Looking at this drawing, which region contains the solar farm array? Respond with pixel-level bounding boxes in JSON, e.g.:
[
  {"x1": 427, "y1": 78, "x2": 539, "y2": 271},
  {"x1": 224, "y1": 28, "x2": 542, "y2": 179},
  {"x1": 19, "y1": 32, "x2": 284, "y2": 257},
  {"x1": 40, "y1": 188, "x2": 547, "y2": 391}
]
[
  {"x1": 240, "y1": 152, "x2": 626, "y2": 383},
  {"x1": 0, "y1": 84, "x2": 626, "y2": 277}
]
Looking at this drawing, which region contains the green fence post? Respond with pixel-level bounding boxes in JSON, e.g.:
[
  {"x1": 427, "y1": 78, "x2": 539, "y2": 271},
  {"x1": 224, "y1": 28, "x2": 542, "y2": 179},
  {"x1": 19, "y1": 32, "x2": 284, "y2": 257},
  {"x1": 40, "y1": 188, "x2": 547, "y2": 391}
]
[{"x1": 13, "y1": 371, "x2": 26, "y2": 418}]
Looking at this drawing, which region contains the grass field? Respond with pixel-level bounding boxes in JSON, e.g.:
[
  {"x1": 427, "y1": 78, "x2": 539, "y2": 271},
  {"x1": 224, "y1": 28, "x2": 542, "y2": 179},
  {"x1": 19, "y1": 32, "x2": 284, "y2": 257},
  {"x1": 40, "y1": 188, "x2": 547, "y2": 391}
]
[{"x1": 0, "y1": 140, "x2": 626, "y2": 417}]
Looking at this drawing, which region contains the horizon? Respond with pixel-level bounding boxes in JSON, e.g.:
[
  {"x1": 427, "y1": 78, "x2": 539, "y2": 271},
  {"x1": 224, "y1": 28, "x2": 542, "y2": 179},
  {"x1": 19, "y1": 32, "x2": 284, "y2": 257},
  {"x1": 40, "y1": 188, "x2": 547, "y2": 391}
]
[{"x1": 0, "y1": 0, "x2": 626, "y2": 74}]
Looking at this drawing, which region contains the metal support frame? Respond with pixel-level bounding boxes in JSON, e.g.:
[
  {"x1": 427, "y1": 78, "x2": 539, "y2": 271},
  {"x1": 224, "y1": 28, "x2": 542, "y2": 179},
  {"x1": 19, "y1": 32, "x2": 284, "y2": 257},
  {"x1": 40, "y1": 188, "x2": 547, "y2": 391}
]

PROBLEM DETAILS
Present every line of the records above as a Markdown table with two columns, Row for the row number and Text for the line, and skip any blank lines.

FINISHED EXERCISE
| Row | Text |
|---|---|
| 1 | Looking at this drawing, which region contains the solar farm array? Respond with pixel-level bounding boxes in JSON, e.g.: |
| 2 | [ |
| 3 |   {"x1": 427, "y1": 78, "x2": 539, "y2": 271}, |
| 4 |   {"x1": 224, "y1": 28, "x2": 542, "y2": 179}, |
| 5 |   {"x1": 19, "y1": 32, "x2": 284, "y2": 257}, |
| 6 |   {"x1": 40, "y1": 188, "x2": 547, "y2": 391} |
| 7 | ] |
| 8 | [ |
| 9 |   {"x1": 240, "y1": 152, "x2": 626, "y2": 383}, |
| 10 |   {"x1": 0, "y1": 84, "x2": 626, "y2": 277} |
| 11 | ] |
| 12 | Looking at this drawing, which region contains the green fence post? Respond with pixel-level bounding boxes in JSON, e.g.: |
| 13 | [ |
| 14 |   {"x1": 427, "y1": 78, "x2": 539, "y2": 271}, |
| 15 |   {"x1": 224, "y1": 28, "x2": 542, "y2": 179}, |
| 16 |   {"x1": 19, "y1": 32, "x2": 284, "y2": 257}, |
| 17 |   {"x1": 40, "y1": 188, "x2": 547, "y2": 391} |
| 18 | ] |
| 19 | [{"x1": 13, "y1": 371, "x2": 26, "y2": 418}] |
| 20 | Looking at this drawing, which region contains the grass field? Respond with pixel-level bounding boxes in JSON, e.g.: |
| 21 | [ |
| 22 |   {"x1": 427, "y1": 78, "x2": 539, "y2": 271}, |
| 23 |   {"x1": 224, "y1": 28, "x2": 542, "y2": 179}, |
| 24 |   {"x1": 19, "y1": 32, "x2": 284, "y2": 257}, |
| 25 |   {"x1": 40, "y1": 188, "x2": 547, "y2": 391} |
| 26 | ] |
| 27 | [{"x1": 0, "y1": 140, "x2": 626, "y2": 417}] |
| 28 | Looking at this drawing, which region contains the horizon? Respond with pixel-level bounding boxes in JSON, e.g.: |
| 29 | [ |
| 30 |   {"x1": 427, "y1": 78, "x2": 539, "y2": 271}, |
| 31 |   {"x1": 224, "y1": 28, "x2": 542, "y2": 179}, |
| 32 |   {"x1": 19, "y1": 32, "x2": 284, "y2": 257}, |
| 33 |   {"x1": 40, "y1": 188, "x2": 547, "y2": 391} |
| 34 | ] |
| 35 | [{"x1": 0, "y1": 0, "x2": 626, "y2": 74}] |
| 36 | Looking at this drawing, which region contains the metal support frame? Respond with pixel-level bounding boxes in JSON, e.g.: |
| 37 | [ |
| 38 |   {"x1": 427, "y1": 78, "x2": 539, "y2": 271}, |
| 39 |   {"x1": 224, "y1": 28, "x2": 542, "y2": 179}, |
| 40 |   {"x1": 19, "y1": 32, "x2": 284, "y2": 257}, |
| 41 |   {"x1": 40, "y1": 188, "x2": 547, "y2": 391} |
| 42 | ] |